(SOURCE DOCUMENT):
***
This interaction provides the students an opportunity to give concrete expression to the traditional Jewish value of honoring elders, while growing to appreciate the challenges and changes that take place as someone ages. The program is funded by the Morty Shapiro “Never Say No” Fund at the Jewish Endowment Foundation of Western Mass. and by the Board of JGS.
The students began the program by studying and discussing Jewish texts that teach the values of honoring parents and providing dignity for elders. They then participated in elder care education and sensitivity training. After this first phase of the program was completed, the students and elders were partnered and given the opportunity to interact directly with each other through participation in a series of specially designed intergenerational activities.
According to Ronda Jackowitz, program coordinator for Ties That Bind, these activities, which included structured interviews, art projects, and games, provided both the students and the residents with valuable insights and a venue to enjoy and share with each other.
***
(DATASET EXTRACT):
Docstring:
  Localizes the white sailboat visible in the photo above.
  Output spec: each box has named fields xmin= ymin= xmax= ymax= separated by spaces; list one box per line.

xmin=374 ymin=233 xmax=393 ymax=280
***
(WHAT TO PRODUCE):
Answer these from the text about the Ties That Bind program:
(a) What two sources fund the program?
(b) What training did the students complete after studying Jewish texts and before being partnered with elders?
(c) What three kinds of activities did the intergenerational series include?

(RESPONSE TO THIS TASK):
(a) The Morty Shapiro “Never Say No” Fund at the Jewish Endowment Foundation of Western Mass., and the Board of JGS.
(b) Elder care education and sensitivity training.
(c) Structured interviews, art projects, and games.